>> START Quoted text

QR2.4.2 Big Bang vs. Little Rip

When science found that all the galaxies were expanding away from us, it wasn’t hard to calculate back to a moment in time and a point in space when our universe began. Big bang theory is that over 14 billion years ago, all the matter of the universe existed at a point singularity that then exploded out to create what we see today, but this simple extrapolation from now requires several miracles for it to be true.

The first miracle, as noted earlier, is that our universe of something had to be created from nothing. The second is that all the matter of the universe had to exist at a point singularity of infinite matter density. This is a miracle because in current physics, matter at that density would immediately collapse into a black hole from which nothing could emerge, so the universe would be stillborn. To avoid this, Guth proposed inflation theory (Guth, 1998), that an immense anti-gravity field appeared from nowhere to expand the universe faster than light for 10-32 seconds. This solved the black hole problem but what then stopped the inflation? Solving this needed another miracle, that the anti-gravity field then suddenly vanished, for no known reason, to play no further part in the universe.

The old creation story that God made the universe is now replaced by the story that nothing made everything at a point of infinite density that expanded faster than light by a magical force that then disappeared forever, leaving the universe to sedately evolve into the galaxies, stars and us. Given three miracles, the theory works, but a theory that replaces one miracle by three isn’t a very convincing story.

Quantum realism proposes that our universe came from a primal reality that existed before it began, so it avoids the “something from nothing” miracle by stating that the physical world is a virtual reality.

It then proposes that like every virtual reality, our universe “booted up”. When a Windows computer boots up, it first loads a tiny CMOS program that then loads a kernel program that then loads a bigger BIOS that finally loads the full Windows operating system. It is a step-wise process not an all-at-once process, so it is proposed that the first event created one photon in one unit of space. Booting up a computer isn’t booting up a universe, but applying the same principle of starting small avoids the singularity miracle because one photon isn’t a universe.

>> END Quoted text

What to work on:
A: Pick out every line in the listing below that contains the string "beaded", and copy each one. Case counts.
B: Carry on the text about the Big Bang and quantum realism from the point where it stops.

>> START Data provided

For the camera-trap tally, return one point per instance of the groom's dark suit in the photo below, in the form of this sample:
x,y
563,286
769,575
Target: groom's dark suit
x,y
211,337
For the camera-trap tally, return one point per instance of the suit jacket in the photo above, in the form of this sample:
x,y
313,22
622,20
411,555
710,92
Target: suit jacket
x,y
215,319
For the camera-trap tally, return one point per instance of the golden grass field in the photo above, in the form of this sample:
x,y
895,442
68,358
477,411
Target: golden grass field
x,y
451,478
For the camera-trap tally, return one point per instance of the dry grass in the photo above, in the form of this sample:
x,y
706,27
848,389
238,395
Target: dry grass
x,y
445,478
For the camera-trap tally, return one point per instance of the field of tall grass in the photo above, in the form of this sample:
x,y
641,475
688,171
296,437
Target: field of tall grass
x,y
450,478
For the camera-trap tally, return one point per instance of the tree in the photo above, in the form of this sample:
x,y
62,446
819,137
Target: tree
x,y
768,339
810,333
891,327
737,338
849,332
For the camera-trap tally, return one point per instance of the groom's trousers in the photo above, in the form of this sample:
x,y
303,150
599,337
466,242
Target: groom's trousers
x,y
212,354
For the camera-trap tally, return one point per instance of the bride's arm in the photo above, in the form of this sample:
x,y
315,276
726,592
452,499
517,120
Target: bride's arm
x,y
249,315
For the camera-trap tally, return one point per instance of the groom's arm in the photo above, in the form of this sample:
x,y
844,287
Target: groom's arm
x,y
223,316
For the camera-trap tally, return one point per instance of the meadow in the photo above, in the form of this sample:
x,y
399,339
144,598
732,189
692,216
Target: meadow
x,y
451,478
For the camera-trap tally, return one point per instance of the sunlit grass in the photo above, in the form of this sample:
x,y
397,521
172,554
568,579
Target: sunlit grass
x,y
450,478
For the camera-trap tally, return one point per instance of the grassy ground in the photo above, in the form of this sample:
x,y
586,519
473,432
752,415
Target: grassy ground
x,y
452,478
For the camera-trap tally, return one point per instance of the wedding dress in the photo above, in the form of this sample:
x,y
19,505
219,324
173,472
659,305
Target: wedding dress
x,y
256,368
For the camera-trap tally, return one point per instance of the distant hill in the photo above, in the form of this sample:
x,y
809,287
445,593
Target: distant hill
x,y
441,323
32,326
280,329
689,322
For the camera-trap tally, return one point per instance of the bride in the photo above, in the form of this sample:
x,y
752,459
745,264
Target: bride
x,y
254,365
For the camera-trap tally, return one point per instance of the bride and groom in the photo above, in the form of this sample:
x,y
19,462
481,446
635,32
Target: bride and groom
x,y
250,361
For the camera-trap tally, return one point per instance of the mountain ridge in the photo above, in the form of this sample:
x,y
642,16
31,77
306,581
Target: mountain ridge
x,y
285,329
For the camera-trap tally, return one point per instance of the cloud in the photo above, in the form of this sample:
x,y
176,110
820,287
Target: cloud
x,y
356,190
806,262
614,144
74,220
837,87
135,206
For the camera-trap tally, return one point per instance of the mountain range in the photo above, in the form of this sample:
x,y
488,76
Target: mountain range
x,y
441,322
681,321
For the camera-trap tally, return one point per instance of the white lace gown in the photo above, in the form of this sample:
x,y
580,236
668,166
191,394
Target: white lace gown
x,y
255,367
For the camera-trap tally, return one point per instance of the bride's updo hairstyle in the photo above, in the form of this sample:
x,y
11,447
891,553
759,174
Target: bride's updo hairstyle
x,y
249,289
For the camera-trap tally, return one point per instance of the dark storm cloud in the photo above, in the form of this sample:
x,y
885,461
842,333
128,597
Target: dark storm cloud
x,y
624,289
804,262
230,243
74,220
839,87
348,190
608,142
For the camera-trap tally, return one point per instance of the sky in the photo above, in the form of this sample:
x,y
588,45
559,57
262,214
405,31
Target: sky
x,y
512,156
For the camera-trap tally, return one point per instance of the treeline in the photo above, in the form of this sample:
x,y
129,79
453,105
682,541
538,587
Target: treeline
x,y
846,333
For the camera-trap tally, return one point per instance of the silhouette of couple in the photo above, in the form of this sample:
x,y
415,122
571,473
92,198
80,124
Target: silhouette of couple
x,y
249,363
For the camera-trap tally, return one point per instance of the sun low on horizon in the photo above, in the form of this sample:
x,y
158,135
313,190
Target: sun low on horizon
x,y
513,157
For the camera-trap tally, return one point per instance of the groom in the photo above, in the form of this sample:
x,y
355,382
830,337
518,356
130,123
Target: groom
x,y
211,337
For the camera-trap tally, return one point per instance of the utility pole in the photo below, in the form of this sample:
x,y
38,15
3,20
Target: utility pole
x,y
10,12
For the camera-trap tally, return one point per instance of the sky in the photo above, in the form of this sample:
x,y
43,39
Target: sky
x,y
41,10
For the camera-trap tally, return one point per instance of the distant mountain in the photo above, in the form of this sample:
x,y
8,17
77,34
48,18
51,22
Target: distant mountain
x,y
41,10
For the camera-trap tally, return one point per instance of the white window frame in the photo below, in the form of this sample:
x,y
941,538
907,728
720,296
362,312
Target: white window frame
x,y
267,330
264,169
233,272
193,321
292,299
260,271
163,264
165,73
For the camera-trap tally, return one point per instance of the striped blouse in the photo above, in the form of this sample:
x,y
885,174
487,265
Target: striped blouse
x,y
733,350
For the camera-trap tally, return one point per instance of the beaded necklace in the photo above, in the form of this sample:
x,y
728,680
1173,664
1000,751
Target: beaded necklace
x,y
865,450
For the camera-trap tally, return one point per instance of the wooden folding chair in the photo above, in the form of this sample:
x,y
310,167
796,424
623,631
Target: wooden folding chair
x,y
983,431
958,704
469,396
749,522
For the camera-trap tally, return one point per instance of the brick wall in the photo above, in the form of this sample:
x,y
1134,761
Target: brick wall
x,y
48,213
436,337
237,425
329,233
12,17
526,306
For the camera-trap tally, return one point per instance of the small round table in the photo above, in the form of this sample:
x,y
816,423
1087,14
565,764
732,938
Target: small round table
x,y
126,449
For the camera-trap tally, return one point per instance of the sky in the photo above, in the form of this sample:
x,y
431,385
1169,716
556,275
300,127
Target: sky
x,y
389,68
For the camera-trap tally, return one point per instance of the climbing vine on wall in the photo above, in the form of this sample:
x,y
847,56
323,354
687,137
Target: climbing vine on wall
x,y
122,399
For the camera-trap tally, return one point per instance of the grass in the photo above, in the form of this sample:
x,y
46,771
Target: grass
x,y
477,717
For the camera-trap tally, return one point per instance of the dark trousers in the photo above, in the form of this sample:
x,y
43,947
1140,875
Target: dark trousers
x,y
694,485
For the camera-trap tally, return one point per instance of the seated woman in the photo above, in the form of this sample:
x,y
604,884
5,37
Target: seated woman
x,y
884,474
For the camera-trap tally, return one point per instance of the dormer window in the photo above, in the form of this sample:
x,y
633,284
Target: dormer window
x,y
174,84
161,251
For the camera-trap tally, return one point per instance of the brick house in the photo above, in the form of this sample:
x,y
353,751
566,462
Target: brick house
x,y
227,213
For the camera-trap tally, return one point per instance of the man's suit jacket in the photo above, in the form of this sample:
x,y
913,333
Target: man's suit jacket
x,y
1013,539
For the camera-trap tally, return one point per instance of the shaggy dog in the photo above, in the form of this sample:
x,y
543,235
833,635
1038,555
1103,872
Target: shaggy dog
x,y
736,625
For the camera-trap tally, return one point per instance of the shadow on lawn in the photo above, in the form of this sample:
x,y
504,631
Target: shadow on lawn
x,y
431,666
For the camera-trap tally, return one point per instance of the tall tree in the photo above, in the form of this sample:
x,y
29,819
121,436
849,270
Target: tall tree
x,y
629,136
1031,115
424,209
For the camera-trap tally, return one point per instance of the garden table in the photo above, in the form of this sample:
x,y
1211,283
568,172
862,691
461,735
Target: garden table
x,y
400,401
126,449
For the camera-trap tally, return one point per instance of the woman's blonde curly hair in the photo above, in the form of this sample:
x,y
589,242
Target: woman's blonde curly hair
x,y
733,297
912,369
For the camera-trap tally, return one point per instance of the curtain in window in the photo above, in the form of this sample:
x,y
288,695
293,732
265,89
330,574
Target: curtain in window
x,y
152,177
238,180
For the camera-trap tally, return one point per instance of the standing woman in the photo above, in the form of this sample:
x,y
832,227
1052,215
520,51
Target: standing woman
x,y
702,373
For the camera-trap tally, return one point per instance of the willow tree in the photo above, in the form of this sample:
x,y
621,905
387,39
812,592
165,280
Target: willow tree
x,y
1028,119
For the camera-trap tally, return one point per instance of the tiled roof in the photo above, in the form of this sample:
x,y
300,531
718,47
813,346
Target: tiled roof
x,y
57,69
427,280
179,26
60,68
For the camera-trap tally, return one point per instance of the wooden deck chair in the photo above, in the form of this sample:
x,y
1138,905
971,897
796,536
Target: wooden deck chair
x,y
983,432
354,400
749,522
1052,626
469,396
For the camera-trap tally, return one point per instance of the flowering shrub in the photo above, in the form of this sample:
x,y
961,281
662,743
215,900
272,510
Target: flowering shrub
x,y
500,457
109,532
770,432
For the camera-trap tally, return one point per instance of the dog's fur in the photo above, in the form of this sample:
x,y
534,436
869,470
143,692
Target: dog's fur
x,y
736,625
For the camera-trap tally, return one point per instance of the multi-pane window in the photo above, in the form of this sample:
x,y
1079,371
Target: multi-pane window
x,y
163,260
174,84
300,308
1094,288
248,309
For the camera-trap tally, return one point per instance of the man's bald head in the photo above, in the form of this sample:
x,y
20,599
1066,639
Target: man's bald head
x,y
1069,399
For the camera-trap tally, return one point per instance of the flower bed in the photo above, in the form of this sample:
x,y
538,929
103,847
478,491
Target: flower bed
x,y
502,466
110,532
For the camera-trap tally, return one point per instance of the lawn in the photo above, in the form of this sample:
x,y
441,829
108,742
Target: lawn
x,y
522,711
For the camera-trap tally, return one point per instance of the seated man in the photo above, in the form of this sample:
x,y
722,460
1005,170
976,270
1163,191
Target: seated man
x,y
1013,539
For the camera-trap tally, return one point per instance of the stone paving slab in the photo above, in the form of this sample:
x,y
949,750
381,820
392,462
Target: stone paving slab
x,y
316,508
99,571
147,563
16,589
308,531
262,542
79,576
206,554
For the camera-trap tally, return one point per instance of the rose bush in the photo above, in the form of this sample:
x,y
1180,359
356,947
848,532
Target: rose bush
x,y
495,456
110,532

>> END Data provided

Answers to each task:
A:
For the camera-trap tally, return one point per instance of the beaded necklace in the photo above, in the form of this sample:
Target: beaded necklace

B:
How can a virtual photon just “appear” on a quantum network? In computing, a client-server relation is where a network server gives its processing to clients, as when a server runs many terminals, each just a keyboard and screen connected to a network. Pressing a keyboard key sends a request to the server to send the right letter to the client screen. One server can run many terminals because it transfers processing much faster than clients run that processing. Even if client terminal users type as fast as possible, in-between each keystroke the server can handle hundreds of other people typing. The next chapter explains how a photon’s quantum wave spreads as a client-server relation but for now, note that the sudden appearance of a photon on a network doesn’t require a “something from nothing” miracle, as the server is just another network node. And a universe that began as one photon avoids the singularity miracle, as what initially exists physically is just a tiny seed of the universe to come.

If the first event was when one node of the quantum network gave its processing to other nodes, how did the rest of the universe arise? Creating one photon also created a “hole” in the quantum network that began space. As the first space was tiny, the first photon had a very short wavelength and so a very high energy. Current physics extends the electromagnetic spectrum indefinitely but a digital network has a minimum wavelength, so light has a maximum energy. One photon in one unit of space implies an extreme photon of maximum energy. It is then reasonable that putting a white-hot photon on the quantum network triggered other nodes to do the same, giving the chain reaction that physics calls inflation. A tiny “injury” to the quantum fabric quickly became huge, just as a pinprick can quickly rip a taught fabric apart.

Inflation as the quantum network “breaking apart” into servers and clients to create all the processing needed for a virtual universe then occurred faster than the speed of light because this “ripping” occurred at the server rate not the client rate. This avoids the need for a massive anti-gravity field from nowhere to expand the universe in a faster-than-light miracle. In this view, the initial plasma was:

“… essentially inhabited by massless entities, perhaps largely photons.(Penrose, 2010) p176

Figure 2.12 Cubic vs exponential growth

What then stopped inflation from continuing forever? If inflation created space as well as photons, each step of the chain reaction created not only a unit of light but also a unit of space. Adding space increased the wavelength of light, diluting its energy, so cosmic background radiation that was white-hot at the dawn of time is now cold. The photon chain reaction grew exponentially but a hypersphere surface grows as a cubic function and a cubic growth will overpower exponential growth if the resolution is quick (Figure 2.12) as by the evidence inflation was. This then avoids the miracle of a massive anti-gravity field disappearing forever.

That the physical world is a virtual reality makes this theory possible, as a virtual reality can be created from nothing in itself, it can initially boot-up very small and it can be contained in a virtual space that expands. In science, one assumption followed by logic is simpler than three different ones followed by logic.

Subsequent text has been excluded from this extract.